__問題の詳細__:
下のデータから、「For the photo above, indicate every instance of the blue」を含む行から「column 172, row 99」を含む行までを、両端の行も含めて一字一句変えずに書き写せ。

__データ一覧__:
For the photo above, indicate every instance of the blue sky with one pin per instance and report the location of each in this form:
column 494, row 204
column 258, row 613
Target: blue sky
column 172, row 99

...

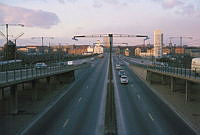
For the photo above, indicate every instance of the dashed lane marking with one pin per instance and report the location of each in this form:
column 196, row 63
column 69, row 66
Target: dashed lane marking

__演習の解答__:
For the photo above, indicate every instance of the blue sky with one pin per instance and report the location of each in this form:
column 494, row 204
column 258, row 613
Target: blue sky
column 172, row 99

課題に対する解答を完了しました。